= Work to complete =
Do these three statements agree with the article below about Wim Wenders and Bulgaria? Answer yes or no for each, quoting the words from the article that decide it.
1. Kitanov found the banknote after the Jerusalem Film Festival in 2000.
2. Wenders's first visit to Bulgaria included a retrospective of 21 of his movies.
3. Wenders says he packed the right clothing for his trip to Sofia.

= Page excerpt =
An American banknote found in Israel brings German director Wim Wenders to Bulgaria
Not unlike a religious mystery screenplay, a banknote fallen from somebody's pocket provided the link between world-famous director Wim Wenders and the little-known country of Bulgaria. After the Jerusalem Film Festival in 2000, Stefan Kitanov, director of the international Sofia Film Fest (SFF), was walking with his wife in a small valley by the Holy City. There, under a tree, he found a 20-dollar note. "Lucky me!" Kitanov thought without even suspecting the sort of followup that the invisible scriptwriter had prepared for him. When he stood up, he saw a group of people several yards away. He went towards them and recognised Wenders at their head; the director he had been dreaming of welcoming to Bulgaria for years. He spoke to him, said how highly Bulgarian cinema goers valued him and invited him to become a member of the program council of the SFF. They spent the "magical" note that same evening in the most suitable place for a new friendship, the local pub.
The next year, Wenders helped with the film selection for the Sofia festival and last month he was its special guest. His first visit to Bulgaria was marked with a retrospective of 21 of his movies, including such masterpieces as Paris, Texas and Wings of Desire, and the premiere of the Bulgarian edition of his book A Sense of Place, published by Colibri. The 61-year-old German director, one of the very few who manages to capture things invisible to the common eye, also received the Sofia Municipality lifetime achievement award.
You write in your book that you live "anywhere and nowhere". Is this a metaphor?
No, this is what my life is really like. I am a film director and photographer, so my main profession is a traveller. I came to Sofia as such. But I made a mistake and brought a heavy winter coat. I should have arrived in shorts.
The road is a leitmotif in your movies. Even the name of your production company is Road Movies. How long have you had this burning desire for travel?

= Supplied information =
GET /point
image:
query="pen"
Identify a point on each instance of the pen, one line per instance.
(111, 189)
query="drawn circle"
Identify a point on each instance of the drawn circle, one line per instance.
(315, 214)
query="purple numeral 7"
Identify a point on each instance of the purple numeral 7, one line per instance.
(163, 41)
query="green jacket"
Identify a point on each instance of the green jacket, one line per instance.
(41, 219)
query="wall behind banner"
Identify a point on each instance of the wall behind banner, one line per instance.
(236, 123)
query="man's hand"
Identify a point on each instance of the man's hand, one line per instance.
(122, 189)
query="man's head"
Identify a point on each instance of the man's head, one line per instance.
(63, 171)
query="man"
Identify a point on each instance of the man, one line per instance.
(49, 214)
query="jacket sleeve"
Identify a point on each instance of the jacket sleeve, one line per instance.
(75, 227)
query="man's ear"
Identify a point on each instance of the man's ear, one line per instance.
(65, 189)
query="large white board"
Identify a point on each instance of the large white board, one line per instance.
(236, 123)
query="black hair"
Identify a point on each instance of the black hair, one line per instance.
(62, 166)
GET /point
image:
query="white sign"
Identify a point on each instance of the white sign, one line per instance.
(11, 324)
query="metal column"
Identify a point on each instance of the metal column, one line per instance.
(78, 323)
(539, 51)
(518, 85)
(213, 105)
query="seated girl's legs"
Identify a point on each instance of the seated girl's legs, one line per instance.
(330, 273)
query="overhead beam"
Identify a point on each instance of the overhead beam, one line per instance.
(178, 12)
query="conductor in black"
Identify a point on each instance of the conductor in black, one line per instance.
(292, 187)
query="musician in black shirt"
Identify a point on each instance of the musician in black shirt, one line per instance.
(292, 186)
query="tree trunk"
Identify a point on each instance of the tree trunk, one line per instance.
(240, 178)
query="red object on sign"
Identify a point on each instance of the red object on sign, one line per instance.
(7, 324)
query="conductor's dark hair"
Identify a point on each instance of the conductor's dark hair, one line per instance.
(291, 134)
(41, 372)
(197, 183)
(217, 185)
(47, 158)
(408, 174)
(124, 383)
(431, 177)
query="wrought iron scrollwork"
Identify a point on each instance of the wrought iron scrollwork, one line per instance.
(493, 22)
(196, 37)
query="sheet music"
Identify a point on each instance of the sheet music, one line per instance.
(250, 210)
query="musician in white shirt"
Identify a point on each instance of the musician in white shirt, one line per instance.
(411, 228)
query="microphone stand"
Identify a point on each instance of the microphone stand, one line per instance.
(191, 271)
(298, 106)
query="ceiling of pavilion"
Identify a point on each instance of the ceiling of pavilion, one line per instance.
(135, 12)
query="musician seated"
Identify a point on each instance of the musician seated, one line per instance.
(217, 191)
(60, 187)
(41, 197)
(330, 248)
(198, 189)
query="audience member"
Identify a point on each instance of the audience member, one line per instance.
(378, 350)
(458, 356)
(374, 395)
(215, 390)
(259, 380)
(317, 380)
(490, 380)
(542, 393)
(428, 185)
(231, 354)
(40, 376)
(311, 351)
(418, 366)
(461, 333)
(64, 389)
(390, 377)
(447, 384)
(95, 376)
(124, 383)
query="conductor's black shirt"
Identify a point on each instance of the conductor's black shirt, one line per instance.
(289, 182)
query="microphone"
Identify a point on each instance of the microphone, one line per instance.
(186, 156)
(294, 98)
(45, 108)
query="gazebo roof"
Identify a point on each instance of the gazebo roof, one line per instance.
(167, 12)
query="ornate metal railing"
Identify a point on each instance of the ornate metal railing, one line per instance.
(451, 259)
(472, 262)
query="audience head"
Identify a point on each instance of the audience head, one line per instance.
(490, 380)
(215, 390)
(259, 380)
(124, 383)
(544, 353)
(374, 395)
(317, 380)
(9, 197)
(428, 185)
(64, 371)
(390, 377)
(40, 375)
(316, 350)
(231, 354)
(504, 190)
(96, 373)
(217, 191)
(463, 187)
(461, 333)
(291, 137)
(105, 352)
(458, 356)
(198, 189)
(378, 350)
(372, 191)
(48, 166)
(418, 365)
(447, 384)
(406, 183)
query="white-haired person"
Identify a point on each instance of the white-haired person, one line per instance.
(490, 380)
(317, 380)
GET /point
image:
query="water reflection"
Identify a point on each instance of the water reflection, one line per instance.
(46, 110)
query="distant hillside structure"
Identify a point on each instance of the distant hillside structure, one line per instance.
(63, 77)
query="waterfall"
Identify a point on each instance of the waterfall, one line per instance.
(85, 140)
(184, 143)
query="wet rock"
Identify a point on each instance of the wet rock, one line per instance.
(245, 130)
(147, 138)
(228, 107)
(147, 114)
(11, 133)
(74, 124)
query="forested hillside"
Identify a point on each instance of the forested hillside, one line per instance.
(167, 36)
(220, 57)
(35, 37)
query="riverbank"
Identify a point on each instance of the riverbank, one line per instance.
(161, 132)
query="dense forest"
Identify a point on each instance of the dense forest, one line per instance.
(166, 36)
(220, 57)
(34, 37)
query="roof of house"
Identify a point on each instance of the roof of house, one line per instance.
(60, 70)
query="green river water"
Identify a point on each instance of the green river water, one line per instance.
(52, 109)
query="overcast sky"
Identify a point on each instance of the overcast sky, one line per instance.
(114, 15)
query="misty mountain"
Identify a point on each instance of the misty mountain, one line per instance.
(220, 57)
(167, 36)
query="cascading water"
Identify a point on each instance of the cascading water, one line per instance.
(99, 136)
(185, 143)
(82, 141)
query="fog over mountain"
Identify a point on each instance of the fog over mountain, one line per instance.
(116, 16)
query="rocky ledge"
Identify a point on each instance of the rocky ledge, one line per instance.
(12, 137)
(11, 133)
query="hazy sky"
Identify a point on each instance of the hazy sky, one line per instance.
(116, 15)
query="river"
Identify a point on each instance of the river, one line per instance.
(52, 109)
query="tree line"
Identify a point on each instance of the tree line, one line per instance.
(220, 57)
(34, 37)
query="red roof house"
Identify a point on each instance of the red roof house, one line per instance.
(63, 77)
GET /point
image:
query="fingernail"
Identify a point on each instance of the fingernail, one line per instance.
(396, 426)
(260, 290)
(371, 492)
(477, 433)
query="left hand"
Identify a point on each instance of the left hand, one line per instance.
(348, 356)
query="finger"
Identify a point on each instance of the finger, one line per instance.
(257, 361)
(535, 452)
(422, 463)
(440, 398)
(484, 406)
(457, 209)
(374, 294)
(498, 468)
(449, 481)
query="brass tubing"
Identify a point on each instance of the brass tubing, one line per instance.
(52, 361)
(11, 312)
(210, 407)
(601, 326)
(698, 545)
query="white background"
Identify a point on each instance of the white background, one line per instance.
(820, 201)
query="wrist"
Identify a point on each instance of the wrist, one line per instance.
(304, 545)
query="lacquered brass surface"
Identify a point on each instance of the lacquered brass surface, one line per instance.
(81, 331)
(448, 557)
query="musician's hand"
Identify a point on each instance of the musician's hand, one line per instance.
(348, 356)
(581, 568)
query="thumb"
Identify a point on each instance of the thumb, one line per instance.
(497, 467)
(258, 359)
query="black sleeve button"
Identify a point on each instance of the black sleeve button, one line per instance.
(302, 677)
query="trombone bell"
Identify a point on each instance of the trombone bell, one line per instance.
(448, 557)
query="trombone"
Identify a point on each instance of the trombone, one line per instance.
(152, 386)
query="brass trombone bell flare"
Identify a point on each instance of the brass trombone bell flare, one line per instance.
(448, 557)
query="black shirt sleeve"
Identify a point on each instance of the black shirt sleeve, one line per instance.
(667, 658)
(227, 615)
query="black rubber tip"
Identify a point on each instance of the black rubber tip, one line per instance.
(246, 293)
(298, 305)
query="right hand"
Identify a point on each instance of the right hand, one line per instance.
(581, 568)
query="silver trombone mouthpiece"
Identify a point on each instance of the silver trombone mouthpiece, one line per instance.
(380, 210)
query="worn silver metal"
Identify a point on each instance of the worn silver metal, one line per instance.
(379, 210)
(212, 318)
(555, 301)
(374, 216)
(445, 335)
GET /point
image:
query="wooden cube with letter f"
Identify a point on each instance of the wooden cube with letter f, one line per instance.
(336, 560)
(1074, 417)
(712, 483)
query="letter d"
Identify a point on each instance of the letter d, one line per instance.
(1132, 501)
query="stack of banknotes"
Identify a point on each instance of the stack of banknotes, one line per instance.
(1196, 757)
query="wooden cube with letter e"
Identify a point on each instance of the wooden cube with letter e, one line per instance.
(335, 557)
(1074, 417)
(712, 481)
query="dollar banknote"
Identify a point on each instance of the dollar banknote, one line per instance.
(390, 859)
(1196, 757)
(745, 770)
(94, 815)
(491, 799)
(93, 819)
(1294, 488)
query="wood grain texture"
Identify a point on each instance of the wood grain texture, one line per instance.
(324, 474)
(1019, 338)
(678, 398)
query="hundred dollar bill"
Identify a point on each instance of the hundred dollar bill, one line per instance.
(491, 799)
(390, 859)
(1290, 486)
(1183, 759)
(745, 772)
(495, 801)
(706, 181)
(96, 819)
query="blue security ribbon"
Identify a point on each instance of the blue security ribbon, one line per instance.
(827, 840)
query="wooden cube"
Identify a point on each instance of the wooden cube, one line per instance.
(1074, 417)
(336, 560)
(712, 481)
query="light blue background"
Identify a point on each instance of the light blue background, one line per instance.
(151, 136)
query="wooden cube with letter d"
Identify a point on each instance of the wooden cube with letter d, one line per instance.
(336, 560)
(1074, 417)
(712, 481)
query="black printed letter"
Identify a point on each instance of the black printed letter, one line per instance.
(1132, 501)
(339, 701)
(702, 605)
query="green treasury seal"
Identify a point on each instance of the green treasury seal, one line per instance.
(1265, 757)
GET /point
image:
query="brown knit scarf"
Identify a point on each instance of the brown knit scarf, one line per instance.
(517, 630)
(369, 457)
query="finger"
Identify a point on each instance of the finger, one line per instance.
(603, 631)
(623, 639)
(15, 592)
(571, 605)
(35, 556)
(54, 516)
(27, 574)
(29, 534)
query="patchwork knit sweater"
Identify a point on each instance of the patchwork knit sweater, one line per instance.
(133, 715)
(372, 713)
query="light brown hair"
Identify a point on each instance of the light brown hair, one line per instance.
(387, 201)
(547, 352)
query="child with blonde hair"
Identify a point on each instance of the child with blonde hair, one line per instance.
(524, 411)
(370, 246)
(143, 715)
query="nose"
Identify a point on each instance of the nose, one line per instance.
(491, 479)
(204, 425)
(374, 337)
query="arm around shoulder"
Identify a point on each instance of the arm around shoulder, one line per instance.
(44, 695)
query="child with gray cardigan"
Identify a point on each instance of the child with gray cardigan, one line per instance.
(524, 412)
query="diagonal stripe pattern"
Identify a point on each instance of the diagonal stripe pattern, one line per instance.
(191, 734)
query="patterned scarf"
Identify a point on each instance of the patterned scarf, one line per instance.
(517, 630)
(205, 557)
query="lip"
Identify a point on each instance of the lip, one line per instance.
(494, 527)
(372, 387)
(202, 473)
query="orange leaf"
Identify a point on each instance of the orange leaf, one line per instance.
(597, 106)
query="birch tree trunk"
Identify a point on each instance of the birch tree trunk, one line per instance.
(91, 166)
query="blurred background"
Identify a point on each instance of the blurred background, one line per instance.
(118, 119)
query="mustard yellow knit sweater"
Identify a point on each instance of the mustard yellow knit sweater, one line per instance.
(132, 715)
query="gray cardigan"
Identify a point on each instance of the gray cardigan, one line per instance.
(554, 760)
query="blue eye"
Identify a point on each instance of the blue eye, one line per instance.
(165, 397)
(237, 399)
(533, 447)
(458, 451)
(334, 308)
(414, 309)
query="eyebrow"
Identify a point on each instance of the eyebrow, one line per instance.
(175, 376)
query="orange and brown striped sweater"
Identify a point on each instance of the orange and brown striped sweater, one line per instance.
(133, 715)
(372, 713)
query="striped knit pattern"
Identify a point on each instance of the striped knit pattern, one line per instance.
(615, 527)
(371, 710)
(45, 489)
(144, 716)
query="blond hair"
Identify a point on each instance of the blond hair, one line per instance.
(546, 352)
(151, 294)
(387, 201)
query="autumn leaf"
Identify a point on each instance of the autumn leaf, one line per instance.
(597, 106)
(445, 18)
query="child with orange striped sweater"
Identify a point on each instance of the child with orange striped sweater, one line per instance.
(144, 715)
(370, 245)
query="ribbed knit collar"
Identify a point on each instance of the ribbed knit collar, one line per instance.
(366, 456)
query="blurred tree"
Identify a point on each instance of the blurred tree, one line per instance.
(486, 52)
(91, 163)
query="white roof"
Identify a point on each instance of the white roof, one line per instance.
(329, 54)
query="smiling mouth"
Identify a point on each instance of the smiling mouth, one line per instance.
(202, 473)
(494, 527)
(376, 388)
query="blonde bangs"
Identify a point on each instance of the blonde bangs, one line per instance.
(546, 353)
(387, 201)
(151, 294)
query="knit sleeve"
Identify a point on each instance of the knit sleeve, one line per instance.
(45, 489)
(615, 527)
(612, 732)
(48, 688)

= Solution below =
1. Yes: "After the Jerusalem Film Festival in 2000, Stefan Kitanov, director of the international Sofia Film Fest (SFF), was walking with his wife in a small valley by the Holy City."
2. Yes: "His first visit to Bulgaria was marked with a retrospective of 21 of his movies"
3. No: "But I made a mistake and brought a heavy winter coat. I should have arrived in shorts."